Auf dem Foto sehen wir die neunzigjährige Sofie Pfister-Odermatt, Bergbäuerin. Eine von den insgesamt 15 Frauen und Männern, die hier in diesem Buch vorgestellt werden. Mit ihren Geschichten und Gedanken, Freude, Sorgen und Ängsten. Eine andere Frau ist 111 Jahre, als sie interviewt wurde. Sie würde gern noch einmal solch einen leckeren Salat essen, so wie ihn die Mutter im Garten hatte, als sie Kind war. Wir entdecken ein Ehepaar, beide 88 Jahre, die schon ewig zusammen sind. Da sind weiter ein Nobelpreisträger, ein Musiker und die Schauspielerin Monica Gubser. Sie war die Hauptdarstellerin im Film „Die letzte Pointe“. Sie ist inzwischen verstorben.
Das Vorwort der Autorin gefällt mir gut. Die Überschrift heißt: „Gegen die Angst vor dem Tod hilft nur eins: darüber reden“. Da kann ich nur sagen: Genau! Willkommen bei uns!
Ich zitiere aus dem Vorwort: Der Umgang mit dem eigenen Tod ist etwas sehr Persönliches. Es ist nicht immer einfach, darüber zu sprechen, auch nicht mit Familienangehörigen oder Freunden. Viele Junge trauen sich nicht, mit älteren, ihnen nahestehenden Menschen über Tod und Sterben zu reden. … …
Viele ältere Menschen hingegen schweigen … …
Es tut gut, über den Tod zu reden. Weil man ihn damit, zumindest ein Stück weit, gemeinsam akzeptiert. Weil solche Gespräche ein Gefühl der Zusammengehörigkeit befördern – als Menschen.
Mir gefällt das Buch sehr gut. Die Fotos von Annette Boutellier sind warm und nah, zeigen offene Gesichter. Lebenssituationen.

______________________________

§ ZU ERLEDIGEN:
[1] Schreib den Teil der Buchbesprechung, der mit den Worten „Das Vorwort der“ anfängt und mit „befördern – als Menschen.“ aufhört, neu und ersetze darin „Vorwort“ durch „Geleitwort“.
[2] Führe die Buchbesprechung über Gespräche mit alten Menschen zum Tod nach ihrem letzten Satz weiter.
Die Daten haben hiermit nichts zu tun.

§ DATENAUSZUG:

______________________________

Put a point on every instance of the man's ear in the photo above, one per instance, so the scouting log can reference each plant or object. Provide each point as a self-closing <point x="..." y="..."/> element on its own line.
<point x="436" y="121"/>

______________________________

§ LÖSUNGEN:
[1]
Das Geleitwort der Autorin gefällt mir gut. Die Überschrift heißt: „Gegen die Angst vor dem Tod hilft nur eins: darüber reden“. Da kann ich nur sagen: Genau! Willkommen bei uns!
Ich zitiere aus dem Geleitwort: Der Umgang mit dem eigenen Tod ist etwas sehr Persönliches. Es ist nicht immer einfach, darüber zu sprechen, auch nicht mit Familienangehörigen oder Freunden. Viele Junge trauen sich nicht, mit älteren, ihnen nahestehenden Menschen über Tod und Sterben zu reden. … …
Viele ältere Menschen hingegen schweigen … …
Es tut gut, über den Tod zu reden. Weil man ihn damit, zumindest ein Stück weit, gemeinsam akzeptiert. Weil solche Gespräche ein Gefühl der Zusammengehörigkeit befördern – als Menschen.

[2]
Im Vorwort lesen wir weiter, dass die alten Menschen keinen der vereinbarten Termine verschoben haben. Die Termine fanden statt. Die Alten waren da und präsent. Für die beiden Buchmacherinnen war das eine sehr wunderbare Erfahrung.
Das Buch ist im Merian Verlag erschienen. Ein herzliches Dankeschön geht an den Verlag, der mir ein Exemplar zukommen ließ. Hier gibt es die Infos zum Buch.
Hat dies auf ilseluise rebloggt und kommentierte:
Danke, liebe Petra! Jetzt sind wir wieder richtig gut beim Thema dieses Blogs, des Totenhemd-Blogs, danke, danke …
„Viele ältere Menschen schweigen …“
Dazu aus meiner Vita: meine Oma begann als sie 80 Jahre alt geworden, fortwährend über Tod und Sterben zu sprechen … dass es doch wohl jetzt bald so weit war.
Die meisten aus der Familie konnten das nicht ertragen, gingen dagegen an, malten ihr die Welt in schönsten Farben, … …, das Übliche eben, so wie man es oft genug hört.
Dabei hatte sie übrigens mit 80 noch ein prima Leben, war total selbstständig, ziemlich gesund mit Ausnahme von gelegentlichen Herzklabastern und Hexenschüssen, fuhr Fahrrad, besuchte andere im Dorf, half dort noch mit, und hatte ihren Garten, der sie in großem Umfang ernährte, machte Obst und Gurken und Kürbis und Bohnen und … ein, strickte, konnte noch lesen und Skat spielen mit uns.
Und blieb trotzdem unaufhörlich an dem in der Familie so ungeliebten Todesthema. Stieß auf großen Widerstand. Kaum jemand hörte ihr wirklich zu. Eigentlich gar niemand.
Auch bei mir war das lange so. „Guck mal, Oma, wie gut es Dir geht, im Vergleich zu vielen anderen in Deinem Alter!“ sagte ich und ähnliche Dinge.
Oma aber lebte schon längst „abschiedlich“, war im „es ist genug“ und „ich bin jetzt lebenssatt“.
Als sie dann so Mitte 80 war, begann ich empathischer zu werden. Begann zuzuhören. Schweigend. Kommentarlos, ohne Kritik zu üben.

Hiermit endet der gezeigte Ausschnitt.